-- begin TASK INPUTS --

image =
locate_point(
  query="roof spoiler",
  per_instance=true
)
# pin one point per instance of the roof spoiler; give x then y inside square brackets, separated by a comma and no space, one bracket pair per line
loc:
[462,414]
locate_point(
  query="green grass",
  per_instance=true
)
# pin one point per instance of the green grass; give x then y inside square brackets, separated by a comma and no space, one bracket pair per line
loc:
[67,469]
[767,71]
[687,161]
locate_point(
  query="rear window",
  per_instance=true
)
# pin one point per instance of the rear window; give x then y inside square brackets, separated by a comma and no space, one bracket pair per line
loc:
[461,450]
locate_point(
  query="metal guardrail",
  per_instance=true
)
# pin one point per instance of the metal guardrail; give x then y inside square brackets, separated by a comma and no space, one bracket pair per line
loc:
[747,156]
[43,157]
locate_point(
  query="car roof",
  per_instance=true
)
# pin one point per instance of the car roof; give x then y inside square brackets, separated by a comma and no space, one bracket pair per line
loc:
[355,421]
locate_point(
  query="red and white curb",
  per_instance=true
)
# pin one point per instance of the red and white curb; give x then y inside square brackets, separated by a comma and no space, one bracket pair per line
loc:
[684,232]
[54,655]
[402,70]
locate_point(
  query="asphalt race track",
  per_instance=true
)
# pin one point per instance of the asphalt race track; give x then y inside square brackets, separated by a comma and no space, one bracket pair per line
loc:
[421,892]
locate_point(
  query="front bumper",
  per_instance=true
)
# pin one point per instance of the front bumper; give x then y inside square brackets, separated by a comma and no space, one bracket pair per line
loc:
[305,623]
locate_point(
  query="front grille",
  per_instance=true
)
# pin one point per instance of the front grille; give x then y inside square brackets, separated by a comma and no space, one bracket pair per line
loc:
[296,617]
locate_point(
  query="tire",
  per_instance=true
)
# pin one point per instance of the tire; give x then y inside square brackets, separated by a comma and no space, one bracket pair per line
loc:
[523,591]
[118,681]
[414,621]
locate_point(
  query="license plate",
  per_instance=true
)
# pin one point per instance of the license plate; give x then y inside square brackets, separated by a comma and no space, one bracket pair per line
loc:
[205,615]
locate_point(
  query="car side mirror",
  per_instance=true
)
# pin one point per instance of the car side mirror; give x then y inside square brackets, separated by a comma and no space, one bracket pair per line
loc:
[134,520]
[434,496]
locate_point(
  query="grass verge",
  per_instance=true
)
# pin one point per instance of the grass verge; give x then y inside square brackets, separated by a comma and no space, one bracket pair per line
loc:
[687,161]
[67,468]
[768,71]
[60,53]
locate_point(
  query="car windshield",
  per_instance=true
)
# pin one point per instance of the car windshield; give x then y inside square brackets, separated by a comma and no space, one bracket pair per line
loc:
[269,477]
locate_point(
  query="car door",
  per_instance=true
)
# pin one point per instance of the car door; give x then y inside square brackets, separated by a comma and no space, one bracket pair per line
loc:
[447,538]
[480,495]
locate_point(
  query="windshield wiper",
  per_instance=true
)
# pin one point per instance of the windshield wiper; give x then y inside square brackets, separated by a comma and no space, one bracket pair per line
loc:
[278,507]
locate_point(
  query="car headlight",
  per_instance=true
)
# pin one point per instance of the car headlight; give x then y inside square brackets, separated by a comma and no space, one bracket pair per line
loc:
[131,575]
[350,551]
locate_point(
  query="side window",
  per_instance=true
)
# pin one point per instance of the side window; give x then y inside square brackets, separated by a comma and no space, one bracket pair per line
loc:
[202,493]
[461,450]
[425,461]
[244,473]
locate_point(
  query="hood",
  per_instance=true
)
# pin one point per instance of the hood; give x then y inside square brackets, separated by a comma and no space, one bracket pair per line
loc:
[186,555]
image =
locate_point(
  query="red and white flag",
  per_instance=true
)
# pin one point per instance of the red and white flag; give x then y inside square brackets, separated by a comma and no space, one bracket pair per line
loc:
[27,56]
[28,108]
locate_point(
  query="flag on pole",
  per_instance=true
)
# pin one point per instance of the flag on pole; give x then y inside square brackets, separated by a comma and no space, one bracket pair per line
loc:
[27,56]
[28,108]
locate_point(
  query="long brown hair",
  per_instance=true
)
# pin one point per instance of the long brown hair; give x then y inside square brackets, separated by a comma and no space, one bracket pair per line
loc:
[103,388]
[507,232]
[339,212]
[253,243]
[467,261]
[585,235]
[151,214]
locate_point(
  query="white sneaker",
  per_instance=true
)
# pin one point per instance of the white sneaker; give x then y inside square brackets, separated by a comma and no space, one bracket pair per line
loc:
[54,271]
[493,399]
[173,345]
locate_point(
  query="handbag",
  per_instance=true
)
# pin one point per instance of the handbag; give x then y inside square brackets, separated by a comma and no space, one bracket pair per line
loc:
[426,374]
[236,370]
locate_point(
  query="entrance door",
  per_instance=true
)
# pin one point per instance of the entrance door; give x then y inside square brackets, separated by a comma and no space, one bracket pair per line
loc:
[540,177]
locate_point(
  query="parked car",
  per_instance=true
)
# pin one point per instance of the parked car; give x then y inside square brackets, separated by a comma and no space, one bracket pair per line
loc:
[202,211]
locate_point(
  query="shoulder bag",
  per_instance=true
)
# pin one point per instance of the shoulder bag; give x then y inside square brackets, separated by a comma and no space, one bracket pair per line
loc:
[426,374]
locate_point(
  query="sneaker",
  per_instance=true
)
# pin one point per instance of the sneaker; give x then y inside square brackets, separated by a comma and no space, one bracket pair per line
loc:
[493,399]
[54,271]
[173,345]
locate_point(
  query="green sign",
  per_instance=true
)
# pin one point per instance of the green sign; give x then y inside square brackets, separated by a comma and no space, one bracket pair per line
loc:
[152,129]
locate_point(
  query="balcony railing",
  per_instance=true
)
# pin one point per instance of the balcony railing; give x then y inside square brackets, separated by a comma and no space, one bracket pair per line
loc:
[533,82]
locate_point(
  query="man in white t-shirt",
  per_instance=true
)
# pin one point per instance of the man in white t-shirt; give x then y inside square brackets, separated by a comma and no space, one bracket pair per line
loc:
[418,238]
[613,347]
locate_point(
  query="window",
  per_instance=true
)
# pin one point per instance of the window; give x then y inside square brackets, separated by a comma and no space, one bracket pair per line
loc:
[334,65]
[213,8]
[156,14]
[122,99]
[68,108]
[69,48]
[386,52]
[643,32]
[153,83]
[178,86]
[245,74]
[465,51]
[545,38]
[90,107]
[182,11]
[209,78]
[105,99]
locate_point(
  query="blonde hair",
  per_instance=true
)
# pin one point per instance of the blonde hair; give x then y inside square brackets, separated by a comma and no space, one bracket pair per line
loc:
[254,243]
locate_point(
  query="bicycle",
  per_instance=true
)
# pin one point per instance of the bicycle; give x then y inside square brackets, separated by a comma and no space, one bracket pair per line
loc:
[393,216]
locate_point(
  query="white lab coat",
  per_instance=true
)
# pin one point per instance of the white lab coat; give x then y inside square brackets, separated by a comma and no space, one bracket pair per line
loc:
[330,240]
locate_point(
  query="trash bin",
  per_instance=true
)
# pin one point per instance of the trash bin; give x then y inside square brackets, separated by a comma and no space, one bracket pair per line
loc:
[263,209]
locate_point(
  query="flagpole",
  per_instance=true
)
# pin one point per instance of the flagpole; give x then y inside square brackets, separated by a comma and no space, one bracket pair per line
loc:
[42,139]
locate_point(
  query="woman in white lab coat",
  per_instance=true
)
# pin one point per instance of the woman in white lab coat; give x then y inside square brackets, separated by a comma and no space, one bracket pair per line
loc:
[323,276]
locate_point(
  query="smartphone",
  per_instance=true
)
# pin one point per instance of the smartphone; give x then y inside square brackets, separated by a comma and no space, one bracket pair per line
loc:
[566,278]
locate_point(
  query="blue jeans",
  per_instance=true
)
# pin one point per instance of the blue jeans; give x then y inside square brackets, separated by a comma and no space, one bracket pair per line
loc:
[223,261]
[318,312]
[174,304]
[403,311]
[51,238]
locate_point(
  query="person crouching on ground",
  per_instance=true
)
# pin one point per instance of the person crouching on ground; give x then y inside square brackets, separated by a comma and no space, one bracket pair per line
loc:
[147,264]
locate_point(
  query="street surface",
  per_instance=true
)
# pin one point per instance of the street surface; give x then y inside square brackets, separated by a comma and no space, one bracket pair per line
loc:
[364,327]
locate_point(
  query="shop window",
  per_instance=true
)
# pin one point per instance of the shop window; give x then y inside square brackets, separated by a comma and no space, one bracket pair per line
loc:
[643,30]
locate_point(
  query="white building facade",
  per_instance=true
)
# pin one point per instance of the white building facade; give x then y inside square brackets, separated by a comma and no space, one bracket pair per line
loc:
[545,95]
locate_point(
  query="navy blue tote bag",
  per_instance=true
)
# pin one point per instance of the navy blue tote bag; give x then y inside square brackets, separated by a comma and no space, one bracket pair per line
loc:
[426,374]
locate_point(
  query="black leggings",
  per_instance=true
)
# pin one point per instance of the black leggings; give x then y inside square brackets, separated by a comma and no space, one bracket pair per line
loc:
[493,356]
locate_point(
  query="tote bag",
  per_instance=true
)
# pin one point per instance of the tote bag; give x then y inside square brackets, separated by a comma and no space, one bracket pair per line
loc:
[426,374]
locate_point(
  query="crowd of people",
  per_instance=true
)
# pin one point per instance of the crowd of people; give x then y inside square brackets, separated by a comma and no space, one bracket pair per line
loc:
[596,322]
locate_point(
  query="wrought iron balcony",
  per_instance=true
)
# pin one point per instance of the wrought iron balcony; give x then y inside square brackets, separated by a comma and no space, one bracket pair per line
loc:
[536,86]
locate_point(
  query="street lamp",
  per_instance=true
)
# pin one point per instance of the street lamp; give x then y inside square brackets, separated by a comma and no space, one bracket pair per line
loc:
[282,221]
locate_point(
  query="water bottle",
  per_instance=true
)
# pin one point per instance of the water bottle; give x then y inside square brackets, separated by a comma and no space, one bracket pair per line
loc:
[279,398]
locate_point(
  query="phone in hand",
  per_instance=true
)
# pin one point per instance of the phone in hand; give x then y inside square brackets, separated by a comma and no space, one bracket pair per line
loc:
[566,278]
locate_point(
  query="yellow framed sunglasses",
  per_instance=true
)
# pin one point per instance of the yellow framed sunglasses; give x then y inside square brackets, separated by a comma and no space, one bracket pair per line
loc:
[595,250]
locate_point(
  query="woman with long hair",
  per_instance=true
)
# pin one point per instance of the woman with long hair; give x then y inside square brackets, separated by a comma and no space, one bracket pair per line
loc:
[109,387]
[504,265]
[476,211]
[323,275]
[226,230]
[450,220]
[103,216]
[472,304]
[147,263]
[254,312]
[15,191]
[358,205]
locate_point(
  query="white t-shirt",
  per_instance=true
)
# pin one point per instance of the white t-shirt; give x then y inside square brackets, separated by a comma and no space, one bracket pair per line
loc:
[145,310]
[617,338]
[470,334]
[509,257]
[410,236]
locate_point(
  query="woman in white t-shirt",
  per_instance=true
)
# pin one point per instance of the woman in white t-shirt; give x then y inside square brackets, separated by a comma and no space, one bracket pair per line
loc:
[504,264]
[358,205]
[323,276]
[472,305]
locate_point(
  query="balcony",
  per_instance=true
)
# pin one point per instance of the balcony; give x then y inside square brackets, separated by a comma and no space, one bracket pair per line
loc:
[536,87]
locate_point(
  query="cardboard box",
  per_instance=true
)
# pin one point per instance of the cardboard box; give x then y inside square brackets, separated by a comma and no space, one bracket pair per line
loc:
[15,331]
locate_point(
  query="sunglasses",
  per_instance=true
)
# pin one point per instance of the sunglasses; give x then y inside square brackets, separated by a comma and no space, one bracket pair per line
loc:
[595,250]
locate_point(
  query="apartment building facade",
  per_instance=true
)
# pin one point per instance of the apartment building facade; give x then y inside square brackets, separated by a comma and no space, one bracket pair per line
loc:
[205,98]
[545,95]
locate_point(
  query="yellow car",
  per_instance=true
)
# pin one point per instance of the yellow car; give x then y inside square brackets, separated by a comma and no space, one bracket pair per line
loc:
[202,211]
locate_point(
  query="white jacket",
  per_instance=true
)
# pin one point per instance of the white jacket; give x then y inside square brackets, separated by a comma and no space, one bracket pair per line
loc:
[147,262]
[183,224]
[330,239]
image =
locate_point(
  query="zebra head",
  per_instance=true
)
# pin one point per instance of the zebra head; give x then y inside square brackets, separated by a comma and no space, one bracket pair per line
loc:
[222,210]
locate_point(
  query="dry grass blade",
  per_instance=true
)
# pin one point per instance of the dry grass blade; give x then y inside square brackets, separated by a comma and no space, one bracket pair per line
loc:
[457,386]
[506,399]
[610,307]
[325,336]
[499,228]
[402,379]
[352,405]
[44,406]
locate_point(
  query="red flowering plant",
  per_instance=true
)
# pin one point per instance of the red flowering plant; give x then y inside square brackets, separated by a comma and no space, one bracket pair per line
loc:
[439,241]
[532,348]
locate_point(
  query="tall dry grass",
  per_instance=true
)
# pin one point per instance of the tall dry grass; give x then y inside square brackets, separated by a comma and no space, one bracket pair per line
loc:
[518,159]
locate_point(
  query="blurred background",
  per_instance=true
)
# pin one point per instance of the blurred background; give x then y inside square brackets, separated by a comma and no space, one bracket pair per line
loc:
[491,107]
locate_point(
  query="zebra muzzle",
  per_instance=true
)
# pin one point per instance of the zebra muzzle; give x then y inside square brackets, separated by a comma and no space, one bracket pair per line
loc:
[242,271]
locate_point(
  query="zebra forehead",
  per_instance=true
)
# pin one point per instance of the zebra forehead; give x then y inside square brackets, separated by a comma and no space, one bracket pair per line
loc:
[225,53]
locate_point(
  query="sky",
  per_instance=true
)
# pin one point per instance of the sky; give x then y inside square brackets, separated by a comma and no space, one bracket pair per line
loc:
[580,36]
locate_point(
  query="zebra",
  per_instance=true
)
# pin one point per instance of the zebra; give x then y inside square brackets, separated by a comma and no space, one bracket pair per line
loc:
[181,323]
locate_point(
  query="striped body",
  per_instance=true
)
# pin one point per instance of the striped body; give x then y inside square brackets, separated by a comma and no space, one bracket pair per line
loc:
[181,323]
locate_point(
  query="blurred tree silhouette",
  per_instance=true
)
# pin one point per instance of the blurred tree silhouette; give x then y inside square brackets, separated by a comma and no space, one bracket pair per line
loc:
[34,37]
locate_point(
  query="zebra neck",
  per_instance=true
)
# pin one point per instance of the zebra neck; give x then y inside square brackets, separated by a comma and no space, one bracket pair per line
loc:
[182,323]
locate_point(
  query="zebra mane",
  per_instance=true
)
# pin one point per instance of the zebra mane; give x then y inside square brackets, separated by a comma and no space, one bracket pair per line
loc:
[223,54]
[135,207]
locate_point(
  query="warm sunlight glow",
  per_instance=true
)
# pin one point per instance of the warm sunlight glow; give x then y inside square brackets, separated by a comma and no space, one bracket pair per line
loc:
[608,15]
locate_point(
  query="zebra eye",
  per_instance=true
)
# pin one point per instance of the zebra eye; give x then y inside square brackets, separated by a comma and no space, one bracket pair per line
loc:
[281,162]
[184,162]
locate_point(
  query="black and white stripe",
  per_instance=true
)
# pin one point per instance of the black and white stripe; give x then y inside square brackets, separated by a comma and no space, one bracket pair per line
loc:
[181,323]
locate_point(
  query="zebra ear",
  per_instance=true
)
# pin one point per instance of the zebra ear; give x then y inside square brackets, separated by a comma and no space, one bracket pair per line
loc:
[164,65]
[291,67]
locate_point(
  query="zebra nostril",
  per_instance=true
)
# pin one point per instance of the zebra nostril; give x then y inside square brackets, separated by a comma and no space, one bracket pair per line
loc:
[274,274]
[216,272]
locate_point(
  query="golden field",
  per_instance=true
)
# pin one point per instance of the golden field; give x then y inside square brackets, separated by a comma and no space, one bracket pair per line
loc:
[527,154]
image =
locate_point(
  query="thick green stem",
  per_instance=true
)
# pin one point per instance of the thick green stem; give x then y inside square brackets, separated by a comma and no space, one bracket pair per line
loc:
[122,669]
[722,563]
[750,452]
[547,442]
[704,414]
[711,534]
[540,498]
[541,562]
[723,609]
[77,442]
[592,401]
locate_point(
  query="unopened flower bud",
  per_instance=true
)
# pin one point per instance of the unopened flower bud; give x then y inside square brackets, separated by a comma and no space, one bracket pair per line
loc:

-- end TASK INPUTS --

__EXERCISE REQUIREMENTS__.
Please find each line in the entries above that contains the word "muzzle" and copy those lines out.

__EXERCISE SOLUTION__.
  query="zebra muzzle",
# pin one point per instance of the zebra muzzle; give x then y inside square brackets, separated by a comma and no space, one bracket pair per line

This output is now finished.